## Action item
Count how many lines of the data include "pole". The answer is that number and nothing else.

## Recorded information
-- -- --

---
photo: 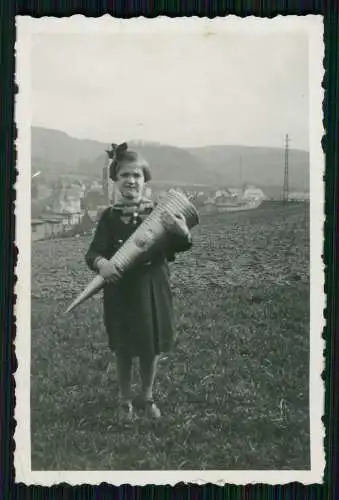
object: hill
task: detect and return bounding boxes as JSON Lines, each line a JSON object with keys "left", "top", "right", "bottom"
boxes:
{"left": 31, "top": 204, "right": 310, "bottom": 470}
{"left": 75, "top": 144, "right": 214, "bottom": 186}
{"left": 31, "top": 127, "right": 309, "bottom": 190}
{"left": 31, "top": 127, "right": 212, "bottom": 185}
{"left": 31, "top": 127, "right": 105, "bottom": 166}
{"left": 188, "top": 145, "right": 309, "bottom": 191}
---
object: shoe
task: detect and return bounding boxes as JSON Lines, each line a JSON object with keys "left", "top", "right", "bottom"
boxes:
{"left": 118, "top": 401, "right": 134, "bottom": 422}
{"left": 144, "top": 399, "right": 162, "bottom": 419}
{"left": 132, "top": 396, "right": 162, "bottom": 419}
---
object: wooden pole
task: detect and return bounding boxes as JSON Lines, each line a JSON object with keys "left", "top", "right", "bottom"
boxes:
{"left": 283, "top": 134, "right": 289, "bottom": 205}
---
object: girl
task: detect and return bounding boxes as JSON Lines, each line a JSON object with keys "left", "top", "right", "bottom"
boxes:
{"left": 85, "top": 143, "right": 193, "bottom": 420}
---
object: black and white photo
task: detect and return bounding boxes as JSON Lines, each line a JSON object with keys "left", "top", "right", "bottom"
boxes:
{"left": 14, "top": 15, "right": 325, "bottom": 485}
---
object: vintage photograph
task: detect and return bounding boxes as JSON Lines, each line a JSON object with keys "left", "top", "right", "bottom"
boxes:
{"left": 14, "top": 16, "right": 324, "bottom": 485}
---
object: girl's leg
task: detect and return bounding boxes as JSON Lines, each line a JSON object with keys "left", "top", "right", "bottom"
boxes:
{"left": 116, "top": 352, "right": 134, "bottom": 418}
{"left": 138, "top": 354, "right": 161, "bottom": 418}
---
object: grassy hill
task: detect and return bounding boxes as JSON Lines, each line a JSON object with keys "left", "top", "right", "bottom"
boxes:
{"left": 31, "top": 203, "right": 310, "bottom": 470}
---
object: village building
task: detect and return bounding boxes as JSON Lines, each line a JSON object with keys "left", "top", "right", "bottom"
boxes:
{"left": 242, "top": 185, "right": 266, "bottom": 201}
{"left": 214, "top": 189, "right": 231, "bottom": 199}
{"left": 288, "top": 192, "right": 309, "bottom": 202}
{"left": 199, "top": 184, "right": 267, "bottom": 214}
{"left": 214, "top": 192, "right": 236, "bottom": 205}
{"left": 44, "top": 217, "right": 65, "bottom": 236}
{"left": 31, "top": 217, "right": 64, "bottom": 241}
{"left": 41, "top": 210, "right": 81, "bottom": 227}
{"left": 31, "top": 219, "right": 47, "bottom": 242}
{"left": 228, "top": 188, "right": 243, "bottom": 198}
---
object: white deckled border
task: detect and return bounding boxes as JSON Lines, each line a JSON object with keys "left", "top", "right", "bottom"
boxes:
{"left": 14, "top": 14, "right": 325, "bottom": 486}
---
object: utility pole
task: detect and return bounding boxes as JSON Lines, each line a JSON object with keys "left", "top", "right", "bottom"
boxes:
{"left": 102, "top": 159, "right": 109, "bottom": 205}
{"left": 283, "top": 134, "right": 289, "bottom": 205}
{"left": 103, "top": 146, "right": 115, "bottom": 206}
{"left": 239, "top": 156, "right": 243, "bottom": 187}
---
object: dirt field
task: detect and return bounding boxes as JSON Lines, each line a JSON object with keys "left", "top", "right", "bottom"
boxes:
{"left": 31, "top": 202, "right": 310, "bottom": 470}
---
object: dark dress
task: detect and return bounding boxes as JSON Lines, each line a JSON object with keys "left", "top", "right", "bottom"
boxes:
{"left": 85, "top": 205, "right": 192, "bottom": 358}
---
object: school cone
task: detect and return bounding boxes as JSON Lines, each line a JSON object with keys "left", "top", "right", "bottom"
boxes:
{"left": 65, "top": 189, "right": 199, "bottom": 314}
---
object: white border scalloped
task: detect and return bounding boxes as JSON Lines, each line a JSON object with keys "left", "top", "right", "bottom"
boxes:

-- -- --

## Solution for this exercise
2